## [TASK INSTRUCTIONS]
Pick up the regional news briefing below on Iranian strikes in Iraqi Kurdistan and the Lebanon-Israel maritime border deal, and carry it on from its last sentence.

---- SELECTED EXCERPT

IRGC Attacks Iraqi Kurdistan
IRGC Attacks Iraqi Kurdistan
Iraq
IRGC Attacks Iraqi Kurdistan
Throughout this week, the IRGC continued to launch artillery and drone strikes on Iraqi Kurdistan after deadly attacks last week. “The Iranian forces launched artillery fire and drone strikes” on bases used by exiled Iranian group Komala in the Mount Halgurd area, near the Iranian border,” said Atta Nasser, an official from Komala, describing an operation last Saturday. The strikes “destroyed some outposts, without causing casualties among our ranks,” he added. The IRGC’s Ground Forces announced continued attacks on Tuesday as well. These attacks are meant to deflect from the protests that have enveloped Iran in recent weeks. They fit a narrative that Iranian officials have been pushing of foreign-engineered protests despite the groundswell of domestic hostility towards the Islamic Republic.
Israel, Lebanon, and the Palestinian Territories
Fears of Escalation with Hezbollah as Lebanon-Israel Maritime Border Deal Flounders
Lebanon submitted a list of changes to the proposed U.S.-mediated maritime border demarcation deal with Israel, possibly derailing an agreement between the two countries on border demarcation and extraction of offshore hydrocarbon resources. Israeli Prime Minister Yair Lapid immediately rejected the changes proposed by Lebanon to the maritime border agreement upon learning of their substance. Per Lapid, these updated Lebanese demands constituted new and significant changes to the draft presented by U.S. envoy Amos Hochstein, who is mediating the deal, which was presented to Israel and Lebanon last week and which all sides agreed was meant to be close to the final version of an agreement settling the maritime border and resource dispute between the two countries. Therefore, after Lebanon submitted its comments on the draft on Tuesday, Lapid instructed the Israeli negotiating team to reject them.

--------
---- SUPPLIED DATA

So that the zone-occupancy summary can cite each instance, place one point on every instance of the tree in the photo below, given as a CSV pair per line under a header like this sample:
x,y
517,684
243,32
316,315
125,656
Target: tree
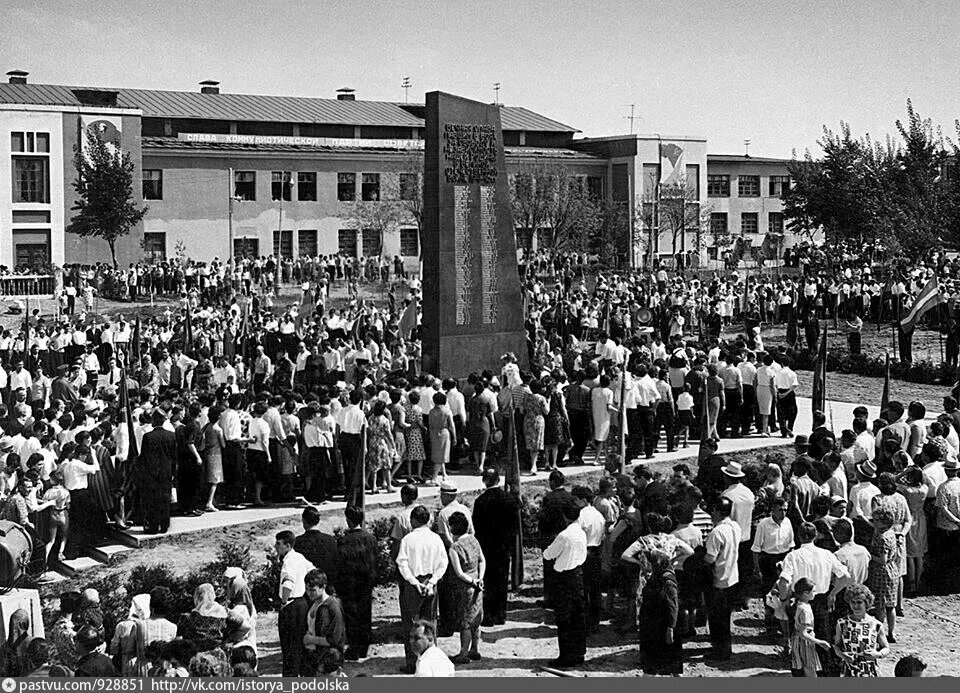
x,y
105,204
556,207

--------
---- SUPPLIED DATA

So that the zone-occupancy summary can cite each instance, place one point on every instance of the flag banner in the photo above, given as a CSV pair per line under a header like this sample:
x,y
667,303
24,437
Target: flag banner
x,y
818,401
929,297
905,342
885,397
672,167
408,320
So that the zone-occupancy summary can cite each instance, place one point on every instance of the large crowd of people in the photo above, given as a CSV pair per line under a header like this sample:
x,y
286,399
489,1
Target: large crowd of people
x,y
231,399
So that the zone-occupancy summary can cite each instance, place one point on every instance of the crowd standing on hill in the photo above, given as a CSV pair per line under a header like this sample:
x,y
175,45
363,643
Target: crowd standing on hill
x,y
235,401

--------

## [THE ANSWER]
A senior diplomatic source said that one of the Lebanese demands that Lapid rejected was that Total Energy, the French petroleum giant that holds the license to develop the Kana gas field, buy out the portion of the reservoir in Israeli waters, whereas the proposal that Israel agreed to accept stated that Total would pay royalties to Israel for the gas extracted from its waters. Exploration has not yet begun in Kana and the amount of gas in the reservoir is unknown so an immediate buyout could fall short of the actual value of the gas in Israeli waters.
Another element that Lapid rejected was Lebanon’s refusal to accept the “buoy line” as a border. The line in question is an obstacle extending 5 km. into the sea from Rosh Hanikra, along the border with Lebanon. The government has argued the line was vulnerable because Israel had established it unilaterally as a zone necessary for it to have freedom of action for its security, and the agreement with Lebanon would enshrine that line in international law.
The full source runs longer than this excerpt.